* **Extracted text**
A Unique Perspective on What Hidden Layers and Activation Functions Do
Intuitive guide to handling non-linearity with neural networks.
Everyone knows the objective of an activation function in a neural network.
They let the network learn non-linear patterns.
There is nothing new here, and I am sure you are aware of that too.
However, one thing I have often realized is that most people struggle to build an intuitive understanding of what exactly a neural network consistently tries to achieve during its layer-after-layer transformations.
Today, let me provide you with a unique perspective on this, which would really help you understand the internal workings of a neural network.
I have supported this post with plenty of visuals for better understanding.
Yet, if there’s any confusion, please don’t hesitate to reach out.
Also, for simplicity, we shall consider a binary classification use case.
Let’s begin!
Background
We know that in a neural network, the data undergoes a series of transformations at each hidden layer.
More specifically, this involves the following operations at every layer:
Linear transformation of the data obtained from the previous layer
…followed by a non-linearity using an activation function — ReLU, Sigmoid, Tanh, etc.
The above transformations are performed on every hidden layer of a neural network.
Now, notice something here.
Assume that we just applied the above data transformation on the very last hidden layer of the neural network.
Once we do that, the activations progress toward the output layer of the network for one final transformation, which is entirely linear.
The above transformation is entirely linear because all sources of non-linearity (activations functions) exist on or before the last hidden layer.
And during the forward pass, once the data leaves the last hidden layer, there is no further scope for non-linearity.
Thus, to make accurate predictions, the data received by the output layer from the last hidden layer MUST BE linearly separable.
To summarize….
While transforming the data through all its hidden layers and just before reaching the output layer, a neural network is constantly hustling to project the data to a space where it somehow becomes linearly separable.

* **Direction**
Copy the article on activation functions, beginning at the words "Once we do that, the" and stopping after "BE linearly separable.", and replace "last hidden layer" with "final hidden layer" throughout. You can do this work without the entries on this page.

* **Extracted entries**
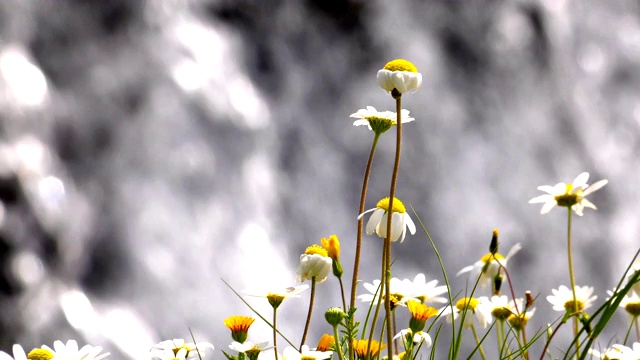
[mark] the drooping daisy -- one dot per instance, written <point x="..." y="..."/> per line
<point x="18" y="354"/>
<point x="367" y="351"/>
<point x="314" y="263"/>
<point x="180" y="348"/>
<point x="418" y="337"/>
<point x="379" y="121"/>
<point x="239" y="326"/>
<point x="397" y="292"/>
<point x="400" y="220"/>
<point x="426" y="292"/>
<point x="277" y="296"/>
<point x="562" y="298"/>
<point x="401" y="75"/>
<point x="568" y="195"/>
<point x="489" y="265"/>
<point x="475" y="310"/>
<point x="70" y="351"/>
<point x="291" y="353"/>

* **Task solution**
Once we do that, the activations progress toward the output layer of the network for one final transformation, which is entirely linear.
The above transformation is entirely linear because all sources of non-linearity (activations functions) exist on or before the final hidden layer.
And during the forward pass, once the data leaves the final hidden layer, there is no further scope for non-linearity.
Thus, to make accurate predictions, the data received by the output layer from the final hidden layer MUST BE linearly separable.